Selected extract
Trebilcock's background is working as a process engineer in the Canadian mining sector. He also has experienced generating shareholder value at base-metal miner Nevsun Resources, which was taken out for US$1.8B by Zijin Mining Group Company Limited on Dec 29, 2018. Trebilcock has been through the process of exploration, development and sale before. Reassuring.
The initial thought process behind Kore Mining was coined by Executive Chairman, Jim Hynes. The plan was to find a sector where assets were cheap, acquire and build up a portfolio of assets, develop and de-risk the assets to add value, then sell them to a mid-tier miner. Production isn't on the cards. This is a clear business model and we appreciate the transparency and logical approach.

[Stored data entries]
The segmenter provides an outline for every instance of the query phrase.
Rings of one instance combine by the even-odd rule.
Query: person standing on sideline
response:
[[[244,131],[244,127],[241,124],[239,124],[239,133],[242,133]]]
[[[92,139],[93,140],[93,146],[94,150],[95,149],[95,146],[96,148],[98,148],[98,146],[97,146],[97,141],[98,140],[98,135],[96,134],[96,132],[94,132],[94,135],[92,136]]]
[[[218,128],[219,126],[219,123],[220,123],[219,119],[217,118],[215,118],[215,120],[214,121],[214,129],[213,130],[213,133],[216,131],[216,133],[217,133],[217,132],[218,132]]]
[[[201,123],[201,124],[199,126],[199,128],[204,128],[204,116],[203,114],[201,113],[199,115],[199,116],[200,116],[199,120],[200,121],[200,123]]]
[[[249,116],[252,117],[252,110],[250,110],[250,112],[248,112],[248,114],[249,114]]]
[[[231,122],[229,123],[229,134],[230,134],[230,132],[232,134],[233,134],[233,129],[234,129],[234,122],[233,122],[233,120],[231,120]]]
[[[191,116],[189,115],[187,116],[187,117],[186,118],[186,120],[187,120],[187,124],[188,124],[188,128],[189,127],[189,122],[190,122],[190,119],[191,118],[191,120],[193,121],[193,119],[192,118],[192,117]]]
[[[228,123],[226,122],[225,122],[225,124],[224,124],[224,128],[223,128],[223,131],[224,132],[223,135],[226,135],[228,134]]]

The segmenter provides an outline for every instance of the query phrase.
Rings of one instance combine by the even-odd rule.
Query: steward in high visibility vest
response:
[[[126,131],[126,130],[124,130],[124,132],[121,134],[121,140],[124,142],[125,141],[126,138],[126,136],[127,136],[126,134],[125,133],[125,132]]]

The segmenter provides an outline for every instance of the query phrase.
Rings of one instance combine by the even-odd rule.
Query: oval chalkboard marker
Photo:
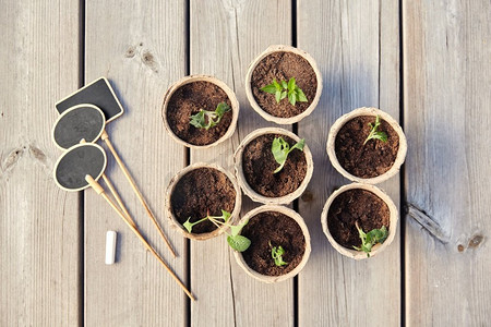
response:
[[[89,186],[85,177],[98,180],[106,169],[107,158],[97,144],[83,143],[69,148],[55,165],[53,177],[59,187],[76,192]]]
[[[121,102],[106,77],[99,77],[79,90],[75,90],[64,99],[58,101],[55,107],[58,112],[63,113],[71,107],[82,104],[91,104],[100,108],[106,117],[107,123],[124,112]]]
[[[77,105],[64,111],[52,128],[52,140],[61,149],[97,141],[104,132],[106,119],[103,111],[94,105]]]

About this task
According to the Kore Mining excerpt, who came up with the initial thought process behind the company?

Exercise answer
Executive Chairman Jim Hynes.